▸ Given problem
Rewrite the items from the line with "# locate window: put a pin on each instance." through the end of the items, both ends included, keeping the locate lines as they are. In every answer line, multiply each point coordinate by 1.85 and round it to a whole number, rounding halves up.

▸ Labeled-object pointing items
· · · ·
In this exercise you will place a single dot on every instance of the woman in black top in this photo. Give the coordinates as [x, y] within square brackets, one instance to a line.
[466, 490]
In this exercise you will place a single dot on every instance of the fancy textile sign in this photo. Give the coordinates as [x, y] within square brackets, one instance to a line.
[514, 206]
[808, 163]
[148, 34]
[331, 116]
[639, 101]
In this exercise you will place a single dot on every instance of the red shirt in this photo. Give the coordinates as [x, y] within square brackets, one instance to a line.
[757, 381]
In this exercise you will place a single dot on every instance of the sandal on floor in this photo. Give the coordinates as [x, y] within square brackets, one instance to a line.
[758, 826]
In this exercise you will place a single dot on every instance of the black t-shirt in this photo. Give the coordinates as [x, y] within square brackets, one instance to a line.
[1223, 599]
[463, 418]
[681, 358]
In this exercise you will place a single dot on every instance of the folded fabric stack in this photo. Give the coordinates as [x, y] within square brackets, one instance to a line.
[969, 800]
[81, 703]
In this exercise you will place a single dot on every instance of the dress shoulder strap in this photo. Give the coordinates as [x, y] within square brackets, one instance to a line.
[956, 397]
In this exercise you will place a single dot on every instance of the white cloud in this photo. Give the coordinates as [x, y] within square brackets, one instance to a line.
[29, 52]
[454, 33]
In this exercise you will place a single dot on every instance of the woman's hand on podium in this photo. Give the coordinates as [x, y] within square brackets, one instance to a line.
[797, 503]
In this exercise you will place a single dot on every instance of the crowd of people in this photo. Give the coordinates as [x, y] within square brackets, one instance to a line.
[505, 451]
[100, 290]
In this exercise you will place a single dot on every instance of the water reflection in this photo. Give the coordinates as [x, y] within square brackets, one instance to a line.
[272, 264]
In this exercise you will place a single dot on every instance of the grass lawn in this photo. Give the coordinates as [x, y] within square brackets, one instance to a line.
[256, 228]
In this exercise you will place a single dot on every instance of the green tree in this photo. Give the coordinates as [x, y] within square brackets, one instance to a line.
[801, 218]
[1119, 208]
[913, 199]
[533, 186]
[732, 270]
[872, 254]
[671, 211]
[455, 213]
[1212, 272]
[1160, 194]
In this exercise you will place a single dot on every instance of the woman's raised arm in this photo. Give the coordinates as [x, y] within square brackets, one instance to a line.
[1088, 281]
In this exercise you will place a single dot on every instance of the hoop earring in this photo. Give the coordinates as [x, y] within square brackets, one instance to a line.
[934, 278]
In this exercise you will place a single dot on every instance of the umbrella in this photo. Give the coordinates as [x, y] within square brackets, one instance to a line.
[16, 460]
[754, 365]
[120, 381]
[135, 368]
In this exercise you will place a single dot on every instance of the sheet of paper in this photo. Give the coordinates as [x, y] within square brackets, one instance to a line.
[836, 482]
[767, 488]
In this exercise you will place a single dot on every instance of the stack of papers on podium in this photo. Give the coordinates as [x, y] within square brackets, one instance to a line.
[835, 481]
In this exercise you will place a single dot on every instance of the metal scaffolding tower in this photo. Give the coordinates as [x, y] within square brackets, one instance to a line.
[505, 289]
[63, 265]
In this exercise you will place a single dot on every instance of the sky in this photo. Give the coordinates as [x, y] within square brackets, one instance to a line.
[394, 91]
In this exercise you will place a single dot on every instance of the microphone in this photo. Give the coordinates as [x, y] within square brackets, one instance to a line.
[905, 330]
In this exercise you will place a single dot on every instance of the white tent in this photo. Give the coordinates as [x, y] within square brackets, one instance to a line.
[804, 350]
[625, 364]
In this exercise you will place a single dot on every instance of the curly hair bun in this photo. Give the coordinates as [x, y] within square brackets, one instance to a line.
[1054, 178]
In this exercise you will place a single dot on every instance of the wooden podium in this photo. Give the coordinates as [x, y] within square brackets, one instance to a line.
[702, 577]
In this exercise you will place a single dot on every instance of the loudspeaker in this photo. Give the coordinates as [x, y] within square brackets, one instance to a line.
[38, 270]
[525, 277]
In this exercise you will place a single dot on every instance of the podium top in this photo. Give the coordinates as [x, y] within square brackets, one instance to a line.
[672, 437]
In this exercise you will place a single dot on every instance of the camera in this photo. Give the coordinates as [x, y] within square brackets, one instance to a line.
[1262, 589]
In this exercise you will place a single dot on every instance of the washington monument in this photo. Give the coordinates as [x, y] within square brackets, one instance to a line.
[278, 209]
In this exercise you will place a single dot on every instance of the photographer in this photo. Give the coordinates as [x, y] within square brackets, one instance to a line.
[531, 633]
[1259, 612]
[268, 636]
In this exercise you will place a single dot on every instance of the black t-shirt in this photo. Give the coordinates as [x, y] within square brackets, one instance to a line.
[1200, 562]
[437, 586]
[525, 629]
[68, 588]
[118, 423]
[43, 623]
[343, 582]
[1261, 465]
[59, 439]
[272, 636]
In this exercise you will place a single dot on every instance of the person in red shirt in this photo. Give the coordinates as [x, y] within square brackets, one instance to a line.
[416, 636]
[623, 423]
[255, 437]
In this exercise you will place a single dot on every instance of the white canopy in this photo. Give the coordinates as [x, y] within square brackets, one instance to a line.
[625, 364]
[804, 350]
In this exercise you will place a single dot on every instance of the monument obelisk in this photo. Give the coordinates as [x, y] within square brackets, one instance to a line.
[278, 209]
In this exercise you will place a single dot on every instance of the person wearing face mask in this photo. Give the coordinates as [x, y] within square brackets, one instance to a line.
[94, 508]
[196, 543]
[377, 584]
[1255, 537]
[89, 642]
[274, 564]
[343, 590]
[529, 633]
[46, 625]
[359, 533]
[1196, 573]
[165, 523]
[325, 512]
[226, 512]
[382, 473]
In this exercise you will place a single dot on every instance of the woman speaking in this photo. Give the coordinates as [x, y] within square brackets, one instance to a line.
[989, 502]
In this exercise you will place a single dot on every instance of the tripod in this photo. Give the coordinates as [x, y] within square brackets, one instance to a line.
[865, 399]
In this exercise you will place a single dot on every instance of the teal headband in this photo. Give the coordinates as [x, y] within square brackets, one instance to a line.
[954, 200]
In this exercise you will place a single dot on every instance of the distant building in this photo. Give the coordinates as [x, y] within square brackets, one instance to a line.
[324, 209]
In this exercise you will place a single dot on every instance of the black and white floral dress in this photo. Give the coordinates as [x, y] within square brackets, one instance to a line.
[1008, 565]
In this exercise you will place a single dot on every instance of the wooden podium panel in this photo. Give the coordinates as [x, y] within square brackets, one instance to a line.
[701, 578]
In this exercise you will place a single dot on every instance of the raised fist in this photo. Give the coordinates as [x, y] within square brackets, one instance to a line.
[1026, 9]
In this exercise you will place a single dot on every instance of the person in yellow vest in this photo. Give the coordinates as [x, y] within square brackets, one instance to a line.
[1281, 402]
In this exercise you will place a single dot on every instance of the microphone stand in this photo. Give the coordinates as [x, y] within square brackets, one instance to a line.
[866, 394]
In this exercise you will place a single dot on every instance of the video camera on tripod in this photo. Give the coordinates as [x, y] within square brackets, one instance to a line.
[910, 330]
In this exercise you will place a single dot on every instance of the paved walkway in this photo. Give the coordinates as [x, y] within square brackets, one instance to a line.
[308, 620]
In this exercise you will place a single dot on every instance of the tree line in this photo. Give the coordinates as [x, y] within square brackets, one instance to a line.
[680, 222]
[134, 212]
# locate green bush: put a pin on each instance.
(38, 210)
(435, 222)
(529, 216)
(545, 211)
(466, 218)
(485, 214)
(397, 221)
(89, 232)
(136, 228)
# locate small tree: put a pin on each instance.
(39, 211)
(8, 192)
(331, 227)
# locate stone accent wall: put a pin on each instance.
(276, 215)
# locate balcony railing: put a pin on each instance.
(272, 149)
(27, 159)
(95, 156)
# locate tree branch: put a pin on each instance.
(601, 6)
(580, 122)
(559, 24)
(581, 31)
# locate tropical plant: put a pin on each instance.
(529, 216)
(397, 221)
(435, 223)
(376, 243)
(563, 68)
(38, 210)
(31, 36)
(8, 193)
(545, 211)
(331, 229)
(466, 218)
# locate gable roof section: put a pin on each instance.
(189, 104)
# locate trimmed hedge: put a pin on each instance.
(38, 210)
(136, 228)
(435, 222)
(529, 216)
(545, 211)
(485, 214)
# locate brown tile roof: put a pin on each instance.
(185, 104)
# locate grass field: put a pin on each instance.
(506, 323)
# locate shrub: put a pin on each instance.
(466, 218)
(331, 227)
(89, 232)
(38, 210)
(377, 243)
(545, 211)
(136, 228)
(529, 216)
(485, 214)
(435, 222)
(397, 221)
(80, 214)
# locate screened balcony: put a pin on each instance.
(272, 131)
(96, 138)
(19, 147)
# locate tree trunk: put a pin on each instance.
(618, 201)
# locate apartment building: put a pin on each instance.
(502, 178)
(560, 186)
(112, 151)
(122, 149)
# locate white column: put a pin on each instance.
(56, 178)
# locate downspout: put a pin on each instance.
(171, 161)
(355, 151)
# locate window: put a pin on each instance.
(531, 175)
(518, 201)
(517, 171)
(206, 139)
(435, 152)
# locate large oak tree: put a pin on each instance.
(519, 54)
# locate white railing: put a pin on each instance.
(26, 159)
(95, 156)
· · · ·
▸ The response
# locate window: put a pin on each instance.
(982, 324)
(958, 372)
(956, 316)
(381, 257)
(805, 281)
# locate large oak tree: put a pin on each instance.
(960, 100)
# locate white railing: put a pin on each instance.
(48, 294)
(176, 289)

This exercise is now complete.